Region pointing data
=== Section Start ===

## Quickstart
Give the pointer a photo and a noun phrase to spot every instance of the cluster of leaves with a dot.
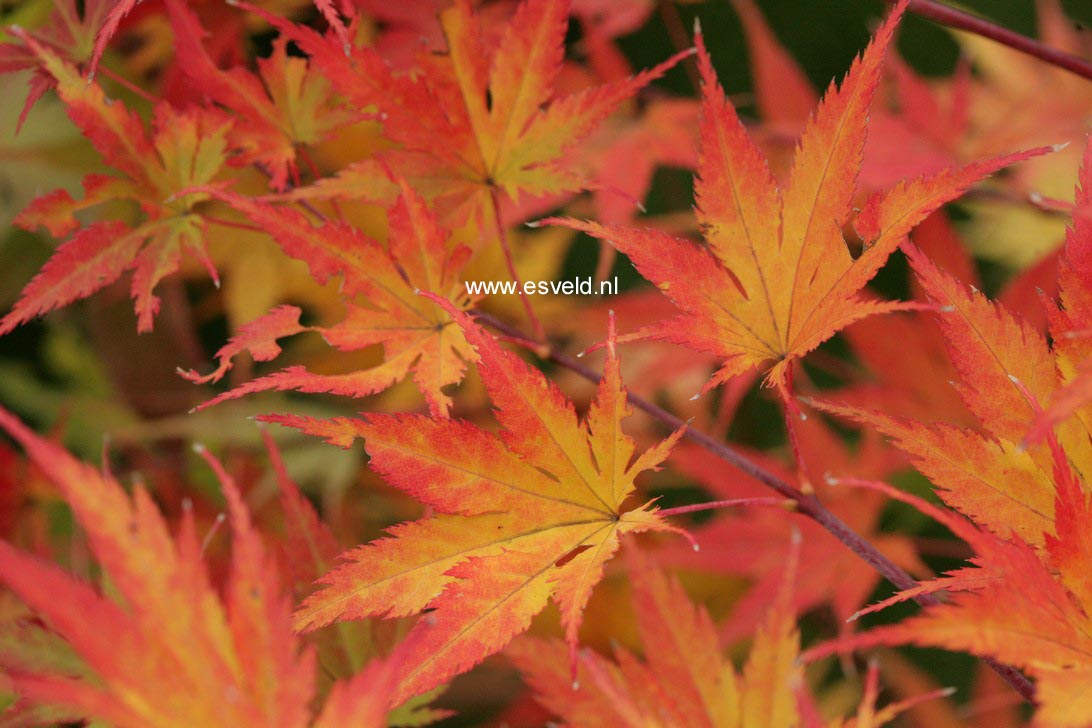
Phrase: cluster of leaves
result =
(345, 168)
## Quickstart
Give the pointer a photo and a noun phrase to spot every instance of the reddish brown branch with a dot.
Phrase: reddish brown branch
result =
(963, 21)
(807, 503)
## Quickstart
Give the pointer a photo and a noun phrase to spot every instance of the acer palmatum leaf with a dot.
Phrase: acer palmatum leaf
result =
(167, 647)
(185, 150)
(1024, 607)
(775, 277)
(531, 513)
(379, 285)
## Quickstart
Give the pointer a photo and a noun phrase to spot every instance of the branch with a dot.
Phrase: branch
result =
(806, 502)
(963, 21)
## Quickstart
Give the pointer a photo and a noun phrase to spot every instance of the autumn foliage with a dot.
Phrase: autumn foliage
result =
(337, 485)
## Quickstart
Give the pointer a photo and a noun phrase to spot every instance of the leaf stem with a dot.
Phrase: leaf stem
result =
(963, 21)
(733, 502)
(536, 325)
(807, 503)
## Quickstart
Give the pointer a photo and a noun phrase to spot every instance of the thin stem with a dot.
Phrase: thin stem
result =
(807, 503)
(679, 37)
(502, 237)
(963, 21)
(733, 502)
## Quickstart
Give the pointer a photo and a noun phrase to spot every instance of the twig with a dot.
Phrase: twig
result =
(507, 250)
(963, 21)
(807, 503)
(679, 37)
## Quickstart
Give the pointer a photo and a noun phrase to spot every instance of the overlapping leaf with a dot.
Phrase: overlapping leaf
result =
(1025, 607)
(379, 285)
(685, 679)
(285, 105)
(167, 625)
(503, 126)
(531, 513)
(186, 148)
(776, 277)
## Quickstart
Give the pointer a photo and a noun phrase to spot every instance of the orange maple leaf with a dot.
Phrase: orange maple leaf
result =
(167, 648)
(524, 515)
(685, 679)
(1025, 607)
(286, 104)
(494, 104)
(379, 285)
(186, 150)
(776, 278)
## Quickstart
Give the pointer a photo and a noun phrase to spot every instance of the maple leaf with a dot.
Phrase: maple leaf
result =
(1022, 606)
(776, 278)
(1071, 320)
(524, 515)
(685, 679)
(283, 106)
(755, 542)
(167, 625)
(70, 31)
(117, 14)
(503, 127)
(187, 150)
(416, 335)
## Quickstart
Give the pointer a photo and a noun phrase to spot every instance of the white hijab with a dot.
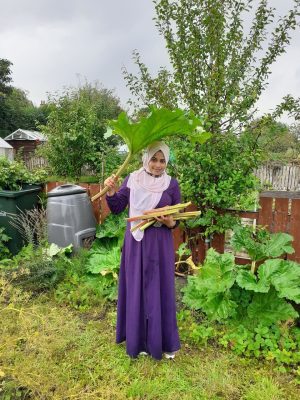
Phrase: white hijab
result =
(146, 190)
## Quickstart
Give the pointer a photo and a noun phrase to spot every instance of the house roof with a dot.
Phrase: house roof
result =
(22, 134)
(4, 144)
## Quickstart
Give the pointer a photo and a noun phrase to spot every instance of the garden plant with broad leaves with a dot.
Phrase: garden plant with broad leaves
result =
(220, 69)
(248, 294)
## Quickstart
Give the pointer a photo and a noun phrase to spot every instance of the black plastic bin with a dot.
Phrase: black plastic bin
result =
(12, 203)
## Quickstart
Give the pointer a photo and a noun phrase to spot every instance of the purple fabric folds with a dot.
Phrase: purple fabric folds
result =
(146, 313)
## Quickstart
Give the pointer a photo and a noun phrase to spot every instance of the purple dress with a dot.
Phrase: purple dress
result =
(146, 315)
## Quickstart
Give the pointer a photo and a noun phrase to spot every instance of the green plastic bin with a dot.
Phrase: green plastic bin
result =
(12, 203)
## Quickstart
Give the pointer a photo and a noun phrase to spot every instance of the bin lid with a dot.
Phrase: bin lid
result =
(66, 190)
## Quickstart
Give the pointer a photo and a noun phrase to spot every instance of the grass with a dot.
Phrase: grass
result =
(51, 352)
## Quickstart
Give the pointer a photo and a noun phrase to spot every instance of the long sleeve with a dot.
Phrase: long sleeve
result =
(176, 195)
(119, 201)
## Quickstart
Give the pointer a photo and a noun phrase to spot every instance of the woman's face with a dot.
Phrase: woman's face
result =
(157, 164)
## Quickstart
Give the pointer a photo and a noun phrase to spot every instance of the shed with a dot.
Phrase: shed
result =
(25, 140)
(6, 150)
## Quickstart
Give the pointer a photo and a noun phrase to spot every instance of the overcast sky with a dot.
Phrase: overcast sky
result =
(52, 42)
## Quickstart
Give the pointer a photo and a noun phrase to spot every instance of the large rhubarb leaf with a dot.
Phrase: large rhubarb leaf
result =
(268, 308)
(282, 274)
(247, 280)
(209, 290)
(105, 261)
(158, 124)
(219, 307)
(218, 273)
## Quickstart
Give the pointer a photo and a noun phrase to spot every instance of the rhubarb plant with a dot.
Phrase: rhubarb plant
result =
(158, 124)
(261, 295)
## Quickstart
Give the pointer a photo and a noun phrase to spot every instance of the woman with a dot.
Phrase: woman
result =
(146, 315)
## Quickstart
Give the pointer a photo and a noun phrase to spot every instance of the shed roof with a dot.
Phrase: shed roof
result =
(4, 144)
(22, 134)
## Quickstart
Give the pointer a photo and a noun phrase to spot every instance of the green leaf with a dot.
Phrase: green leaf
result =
(159, 124)
(105, 262)
(247, 280)
(219, 307)
(278, 244)
(268, 308)
(284, 276)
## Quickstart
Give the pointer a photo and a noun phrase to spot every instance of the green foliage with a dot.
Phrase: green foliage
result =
(227, 292)
(105, 254)
(4, 252)
(209, 290)
(193, 332)
(159, 123)
(219, 71)
(260, 244)
(77, 121)
(92, 276)
(278, 343)
(14, 175)
(33, 270)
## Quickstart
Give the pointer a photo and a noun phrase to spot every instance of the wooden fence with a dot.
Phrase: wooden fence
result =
(280, 177)
(279, 212)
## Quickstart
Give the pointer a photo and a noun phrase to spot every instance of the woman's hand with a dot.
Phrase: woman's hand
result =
(166, 220)
(110, 182)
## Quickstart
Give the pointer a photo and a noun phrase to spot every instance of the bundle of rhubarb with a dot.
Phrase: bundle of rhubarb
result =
(148, 218)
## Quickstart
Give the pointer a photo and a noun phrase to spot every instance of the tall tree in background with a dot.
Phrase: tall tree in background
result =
(5, 89)
(16, 110)
(75, 129)
(219, 71)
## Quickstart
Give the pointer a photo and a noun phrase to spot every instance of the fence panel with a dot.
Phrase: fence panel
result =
(294, 229)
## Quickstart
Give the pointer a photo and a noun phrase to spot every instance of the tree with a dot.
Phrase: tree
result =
(5, 89)
(5, 78)
(75, 128)
(219, 72)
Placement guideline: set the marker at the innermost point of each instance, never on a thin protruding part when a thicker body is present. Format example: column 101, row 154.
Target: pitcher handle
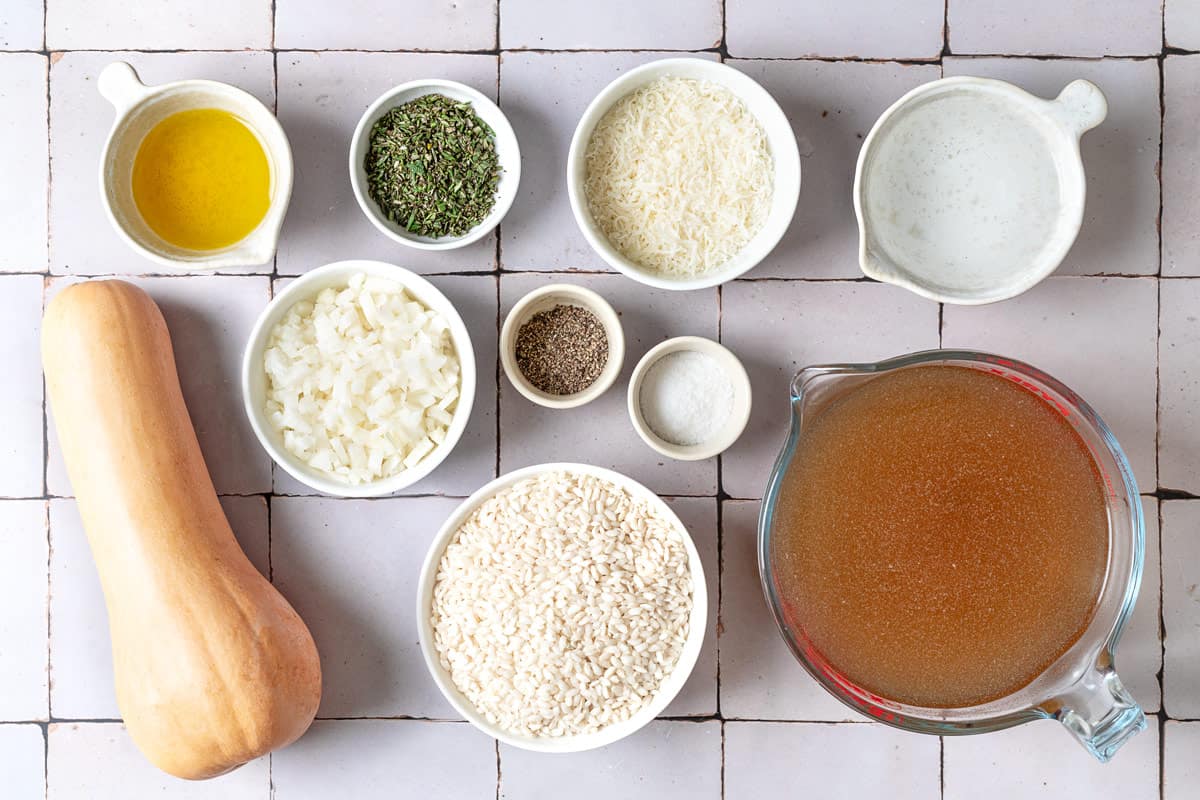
column 1101, row 711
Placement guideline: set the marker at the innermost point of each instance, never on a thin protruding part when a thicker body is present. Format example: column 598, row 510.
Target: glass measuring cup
column 1081, row 687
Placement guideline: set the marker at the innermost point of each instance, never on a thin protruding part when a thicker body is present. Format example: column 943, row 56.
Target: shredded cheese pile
column 679, row 176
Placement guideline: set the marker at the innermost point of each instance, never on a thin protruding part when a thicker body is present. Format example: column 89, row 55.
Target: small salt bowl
column 725, row 432
column 544, row 299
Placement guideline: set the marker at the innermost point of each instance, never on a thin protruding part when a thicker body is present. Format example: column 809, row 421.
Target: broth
column 941, row 535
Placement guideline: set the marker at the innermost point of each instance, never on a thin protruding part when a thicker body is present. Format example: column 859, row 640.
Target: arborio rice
column 562, row 605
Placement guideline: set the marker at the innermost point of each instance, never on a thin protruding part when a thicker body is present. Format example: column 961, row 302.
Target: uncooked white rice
column 562, row 605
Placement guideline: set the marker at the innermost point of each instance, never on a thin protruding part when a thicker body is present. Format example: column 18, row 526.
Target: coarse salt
column 685, row 397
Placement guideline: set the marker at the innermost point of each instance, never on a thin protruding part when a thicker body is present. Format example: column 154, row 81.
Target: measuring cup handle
column 1101, row 713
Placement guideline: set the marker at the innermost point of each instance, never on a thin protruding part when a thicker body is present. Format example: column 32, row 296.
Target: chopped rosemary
column 432, row 167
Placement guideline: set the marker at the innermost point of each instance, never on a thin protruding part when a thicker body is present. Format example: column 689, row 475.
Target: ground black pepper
column 562, row 350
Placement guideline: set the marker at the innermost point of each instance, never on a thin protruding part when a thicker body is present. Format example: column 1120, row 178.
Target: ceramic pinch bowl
column 138, row 109
column 971, row 191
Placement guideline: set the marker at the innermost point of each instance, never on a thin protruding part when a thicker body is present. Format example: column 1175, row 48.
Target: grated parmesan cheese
column 363, row 380
column 678, row 176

=== Section End ===

▶ **What you should do**
Collect the lines of the data that carry the word "overcast".

▶ **Final answer**
Give the pointer a photo and a noun phrase to spot every instance of the overcast sky with a dot.
Phrase: overcast sky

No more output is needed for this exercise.